Annotated photo localization data:
*** Block opens ***

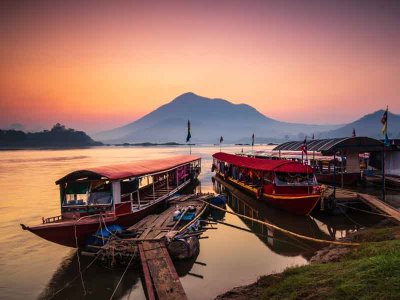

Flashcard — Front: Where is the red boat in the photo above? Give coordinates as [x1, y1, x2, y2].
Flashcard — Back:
[212, 152, 320, 215]
[21, 155, 201, 247]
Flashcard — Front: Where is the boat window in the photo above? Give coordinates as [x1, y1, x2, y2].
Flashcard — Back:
[64, 181, 89, 205]
[121, 178, 139, 195]
[274, 172, 316, 186]
[263, 172, 273, 184]
[63, 181, 112, 206]
[88, 181, 112, 205]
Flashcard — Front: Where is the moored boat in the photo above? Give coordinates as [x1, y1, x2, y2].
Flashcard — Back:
[212, 152, 320, 215]
[21, 155, 201, 247]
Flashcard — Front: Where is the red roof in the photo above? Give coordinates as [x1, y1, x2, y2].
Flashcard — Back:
[213, 152, 314, 173]
[56, 155, 201, 183]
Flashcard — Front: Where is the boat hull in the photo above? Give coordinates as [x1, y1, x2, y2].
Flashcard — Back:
[21, 199, 166, 247]
[218, 174, 320, 215]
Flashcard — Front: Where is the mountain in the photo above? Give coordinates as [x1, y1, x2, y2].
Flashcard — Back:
[93, 92, 340, 143]
[321, 110, 400, 139]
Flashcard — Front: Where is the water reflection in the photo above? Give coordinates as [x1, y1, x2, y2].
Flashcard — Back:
[212, 175, 384, 261]
[38, 252, 145, 299]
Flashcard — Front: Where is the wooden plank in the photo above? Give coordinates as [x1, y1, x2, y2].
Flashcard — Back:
[358, 193, 400, 222]
[141, 241, 187, 300]
[138, 243, 156, 300]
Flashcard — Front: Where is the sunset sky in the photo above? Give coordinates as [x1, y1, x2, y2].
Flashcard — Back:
[1, 0, 399, 132]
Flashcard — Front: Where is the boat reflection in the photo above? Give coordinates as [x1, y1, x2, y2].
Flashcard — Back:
[213, 176, 333, 260]
[38, 251, 144, 299]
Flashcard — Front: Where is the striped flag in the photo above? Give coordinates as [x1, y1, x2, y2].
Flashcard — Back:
[381, 107, 388, 135]
[186, 120, 191, 143]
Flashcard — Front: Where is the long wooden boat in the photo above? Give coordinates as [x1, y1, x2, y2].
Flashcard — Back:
[212, 152, 320, 215]
[21, 155, 201, 247]
[239, 150, 363, 186]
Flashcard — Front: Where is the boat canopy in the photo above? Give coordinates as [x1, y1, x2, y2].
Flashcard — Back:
[213, 152, 314, 173]
[56, 155, 200, 184]
[273, 137, 383, 155]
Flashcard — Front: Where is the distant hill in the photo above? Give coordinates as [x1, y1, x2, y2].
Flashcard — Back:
[0, 123, 103, 148]
[321, 110, 400, 139]
[93, 92, 340, 143]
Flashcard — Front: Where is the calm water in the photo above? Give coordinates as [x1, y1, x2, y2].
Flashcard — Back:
[0, 145, 385, 299]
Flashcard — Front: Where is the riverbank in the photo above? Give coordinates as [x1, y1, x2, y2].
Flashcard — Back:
[216, 225, 400, 299]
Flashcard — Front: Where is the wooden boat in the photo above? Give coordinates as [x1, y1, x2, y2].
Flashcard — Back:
[212, 152, 320, 215]
[21, 155, 201, 247]
[239, 150, 363, 186]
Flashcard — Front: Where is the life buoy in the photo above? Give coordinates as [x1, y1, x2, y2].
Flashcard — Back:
[256, 187, 263, 200]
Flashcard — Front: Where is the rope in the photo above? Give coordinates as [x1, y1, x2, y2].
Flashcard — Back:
[202, 200, 360, 247]
[48, 252, 101, 299]
[74, 223, 87, 295]
[215, 220, 316, 252]
[109, 254, 135, 300]
[336, 205, 365, 228]
[336, 203, 393, 218]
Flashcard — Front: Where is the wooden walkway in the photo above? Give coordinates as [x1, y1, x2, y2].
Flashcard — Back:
[358, 193, 400, 222]
[139, 241, 187, 300]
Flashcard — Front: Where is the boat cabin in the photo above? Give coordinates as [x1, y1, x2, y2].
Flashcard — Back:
[55, 155, 201, 220]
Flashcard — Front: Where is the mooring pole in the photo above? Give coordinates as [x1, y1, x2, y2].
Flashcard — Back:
[333, 150, 336, 198]
[382, 145, 386, 201]
[340, 151, 344, 188]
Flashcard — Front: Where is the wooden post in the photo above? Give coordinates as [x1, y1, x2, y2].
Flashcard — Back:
[333, 151, 336, 198]
[152, 177, 155, 202]
[137, 184, 141, 209]
[340, 151, 344, 188]
[167, 172, 169, 191]
[382, 145, 386, 201]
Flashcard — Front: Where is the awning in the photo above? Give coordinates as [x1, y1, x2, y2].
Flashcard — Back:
[56, 155, 201, 184]
[213, 152, 314, 173]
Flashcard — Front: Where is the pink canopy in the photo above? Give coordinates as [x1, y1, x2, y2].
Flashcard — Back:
[56, 155, 201, 183]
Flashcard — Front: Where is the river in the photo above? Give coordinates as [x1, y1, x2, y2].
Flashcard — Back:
[0, 145, 383, 299]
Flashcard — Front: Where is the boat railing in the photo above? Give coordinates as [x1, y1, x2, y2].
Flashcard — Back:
[42, 215, 62, 224]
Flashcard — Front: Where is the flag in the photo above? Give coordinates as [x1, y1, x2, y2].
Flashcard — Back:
[186, 120, 191, 143]
[251, 133, 255, 146]
[352, 128, 356, 137]
[220, 136, 223, 143]
[381, 107, 388, 135]
[312, 133, 315, 140]
[300, 136, 307, 155]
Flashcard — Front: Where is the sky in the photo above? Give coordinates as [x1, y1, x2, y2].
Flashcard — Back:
[0, 0, 399, 132]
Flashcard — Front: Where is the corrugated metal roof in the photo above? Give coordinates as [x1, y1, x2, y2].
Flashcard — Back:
[273, 137, 383, 154]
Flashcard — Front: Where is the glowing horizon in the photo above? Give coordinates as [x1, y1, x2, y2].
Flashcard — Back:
[1, 0, 399, 132]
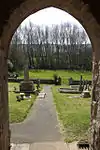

*** Block closes ***

The task:
What is needed is every record above, returned exactly, with the pictures omitted.

Exercise response:
Flashcard — Front: Where is the red boat in the photo above? Give coordinates as [x1, y1, x2, y2].
Flashcard — Back:
[212, 152, 320, 215]
[21, 155, 201, 247]
Flashcard — Front: Where is the boat window in the photo above? Give coordinates as [x1, y1, x2, y2].
Flashcard — Back:
[64, 181, 89, 205]
[121, 178, 139, 195]
[274, 172, 316, 186]
[263, 172, 273, 184]
[63, 181, 112, 206]
[88, 181, 112, 205]
Flashcard — Front: Where is the moored boat in the photo above? Give coordinates as [x1, y1, x2, y2].
Flashcard — Back:
[212, 152, 320, 215]
[21, 155, 201, 247]
Flashcard — Front: Where is the red roof in the photo above? Give coordinates as [x1, y1, x2, y2].
Flashcard — Back:
[213, 152, 314, 173]
[56, 155, 201, 183]
Flashcard — Front: Where is the boat hull in the photo above? Give coordinates as [x1, y1, x2, y2].
Flashcard — Back:
[21, 199, 166, 247]
[218, 174, 320, 215]
Flashcard — Front: Where is the mountain in the photo above? Give coordinates as [x1, y1, x2, y2].
Flashcard — Back:
[93, 92, 340, 143]
[321, 110, 400, 139]
Flashcard — Front: Where is the water reflection in the photo above? Give coordinates as [x1, y1, x2, y2].
Flashcard — Back:
[212, 175, 384, 261]
[38, 252, 145, 299]
Flashcard — Front: Where is the wooden plank in the photo above? Give coordinates as [x1, y1, x2, y2].
Flashcard — Back:
[358, 193, 400, 222]
[141, 241, 187, 300]
[138, 243, 156, 300]
Flashcard — Front: Where is the sunset sky in the photo above? Give coordinates as [x1, y1, x2, y2].
Flashcard — Back:
[1, 0, 399, 132]
Flashcard — Front: Where is the boat reflection in the photo above? Give coordinates as [x1, y1, x2, y2].
Flashcard — Back:
[213, 176, 333, 260]
[38, 251, 144, 299]
Flashcard — Front: Where is the striped flag in the photo above? Give coordinates as [x1, y1, x2, y2].
Flashcard — Back:
[381, 107, 388, 135]
[186, 120, 191, 143]
Flashcard — Front: Where is the long wooden boat in the photo above? Give coordinates as [x1, y1, x2, y2].
Flashcard — Back:
[212, 152, 320, 215]
[21, 155, 201, 247]
[239, 150, 363, 186]
Flashcard — Front: Where is the boat canopy in the photo above? Give coordinates as [x1, y1, x2, y2].
Flashcard — Back:
[213, 152, 314, 173]
[56, 155, 200, 184]
[273, 137, 383, 155]
Flashcard — Front: Where is the distant hill in the photo above? Give coordinates as [x1, y1, x2, y2].
Flashcard — Back:
[0, 123, 103, 148]
[321, 110, 400, 139]
[93, 92, 340, 143]
Flashcard — Front: Where is the calm water in the photo above? Give coordinates as [x1, y1, x2, y2].
Flashcard — Back:
[0, 145, 385, 299]
Flashcard — Front: Where is the riverbank in the photo above? Give coordinates as [x1, y1, x2, y2].
Flashcard — Back:
[216, 225, 400, 299]
Flashcard — Front: Where is the wooden boat in the photo above? Give coordinates as [x1, y1, x2, y2].
Flashcard — Back:
[212, 152, 320, 215]
[21, 155, 201, 247]
[239, 150, 363, 186]
Flashcard — Front: Where is the life buoy in the photo above? Give coordinates as [x1, y1, x2, y2].
Flashcard — Back:
[256, 187, 263, 200]
Flashcard — Front: Where is the rope in the photo above? Give coordinates as [x1, y1, x2, y2].
Flashcard — Back:
[202, 200, 360, 247]
[48, 252, 101, 299]
[74, 223, 87, 295]
[215, 220, 316, 252]
[109, 254, 135, 300]
[336, 205, 365, 228]
[336, 203, 393, 218]
Flashcard — Front: Where is the wooden walkway in the photo above? Give coordinates as [x1, y1, x2, y2].
Flashcard — Back:
[358, 193, 400, 222]
[139, 241, 187, 300]
Flashcard — Front: Where is the boat cabin in the photo above? Give coordinates as [x1, y1, x2, y2].
Flashcard — Back:
[55, 155, 201, 220]
Flashcard — Front: Where is the mooring pole in the photo above? Give coordinates as [x1, y1, x2, y2].
Flashcard — Back:
[333, 150, 336, 198]
[382, 145, 386, 201]
[340, 151, 344, 188]
Flashcard — Front: Where is the wooden post in the photo above? Give coordinates as [x1, y1, x2, y2].
Flashcard — Back:
[333, 151, 336, 198]
[152, 177, 155, 202]
[137, 184, 141, 209]
[340, 151, 344, 188]
[167, 172, 169, 191]
[382, 145, 386, 201]
Flashcard — Front: Where is the awning in the photo above? Give coordinates as [x1, y1, x2, y2].
Flashcard — Back:
[56, 155, 201, 184]
[213, 152, 314, 173]
Flashcard — Front: Where is the pink canopy in the photo above? Give coordinates as [x1, y1, x2, y2].
Flashcard — Back:
[56, 155, 201, 183]
Flashcard — Front: Where is the river in the photo above? Give coordinates as [x1, y1, x2, y2].
Flashcard — Back:
[0, 145, 383, 299]
Flashcard — Front: Where is the boat railing in the photo above? Give coordinates as [x1, y1, x2, y2].
Flashcard — Back:
[42, 215, 62, 224]
Flashcard — Front: Where is the flag in the photo above? Give coordinates as [x1, y1, x2, y2].
Flashcard — Back:
[186, 120, 191, 143]
[251, 133, 255, 146]
[352, 128, 356, 137]
[220, 136, 223, 143]
[381, 107, 388, 135]
[312, 133, 315, 140]
[300, 136, 307, 155]
Flashcard — Front: Where is the sky in the photo above? Give coordinates as [x1, y1, x2, y2].
Flashcard — Back:
[0, 0, 399, 132]
Flashcard — Front: Where is the corrugated metal roof in the photo above? Give coordinates as [x1, y1, x2, y2].
Flashcard — Back:
[273, 137, 383, 154]
Flashcard — Front: Where is the glowing horizon in the photo above? Give coordinates as [x1, y1, x2, y2].
Flashcard — Back:
[1, 0, 399, 132]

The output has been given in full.